Copy out, word for word, the stretch of the entries below from the line containing "fluffy tail and record integer pixel coordinates." through the end of the entries.

__Data for processing__:
####################

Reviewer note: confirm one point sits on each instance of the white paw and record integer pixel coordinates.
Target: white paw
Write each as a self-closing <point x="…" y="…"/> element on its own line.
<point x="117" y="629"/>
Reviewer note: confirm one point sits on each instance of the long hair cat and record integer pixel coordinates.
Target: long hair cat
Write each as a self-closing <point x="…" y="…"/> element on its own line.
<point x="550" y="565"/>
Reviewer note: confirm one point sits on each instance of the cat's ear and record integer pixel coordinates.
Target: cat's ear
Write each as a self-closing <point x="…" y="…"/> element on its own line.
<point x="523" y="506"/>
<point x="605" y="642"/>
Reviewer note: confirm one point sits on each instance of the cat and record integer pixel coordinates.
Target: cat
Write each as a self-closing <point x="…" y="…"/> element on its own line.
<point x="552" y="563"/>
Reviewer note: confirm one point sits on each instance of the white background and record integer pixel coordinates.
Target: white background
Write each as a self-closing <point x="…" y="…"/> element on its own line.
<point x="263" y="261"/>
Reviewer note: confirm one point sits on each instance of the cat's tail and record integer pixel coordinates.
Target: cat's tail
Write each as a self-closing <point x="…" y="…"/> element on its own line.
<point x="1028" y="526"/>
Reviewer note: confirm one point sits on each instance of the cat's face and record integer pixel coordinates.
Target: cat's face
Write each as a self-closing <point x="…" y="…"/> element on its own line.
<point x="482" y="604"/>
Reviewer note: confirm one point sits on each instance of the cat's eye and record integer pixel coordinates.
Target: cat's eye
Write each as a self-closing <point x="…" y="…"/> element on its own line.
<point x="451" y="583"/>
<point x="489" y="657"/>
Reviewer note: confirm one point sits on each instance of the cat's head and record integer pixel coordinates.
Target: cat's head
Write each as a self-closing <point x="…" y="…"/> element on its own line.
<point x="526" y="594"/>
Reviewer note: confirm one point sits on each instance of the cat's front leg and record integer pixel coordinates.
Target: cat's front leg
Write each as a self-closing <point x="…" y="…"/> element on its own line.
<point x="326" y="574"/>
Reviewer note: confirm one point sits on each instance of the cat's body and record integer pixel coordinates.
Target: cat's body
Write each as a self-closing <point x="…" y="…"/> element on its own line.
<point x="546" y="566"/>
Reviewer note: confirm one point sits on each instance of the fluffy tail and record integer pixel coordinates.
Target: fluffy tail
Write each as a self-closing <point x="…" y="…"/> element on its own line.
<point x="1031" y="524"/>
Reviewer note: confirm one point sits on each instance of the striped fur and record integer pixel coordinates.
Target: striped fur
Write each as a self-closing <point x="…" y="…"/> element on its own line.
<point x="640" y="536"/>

####################

__Result for this exercise__:
Reviewer note: confirm one point sits on each instance of the fluffy tail and record integer pixel coordinates.
Target: fluffy tail
Write each as a self-closing <point x="…" y="…"/> element on its own line.
<point x="1031" y="524"/>
Reviewer note: confirm one point sits on each instance of the striped fur and record integer pixel coordinates.
Target: striped fur
Write each as a self-closing <point x="…" y="…"/> element on its own line.
<point x="640" y="536"/>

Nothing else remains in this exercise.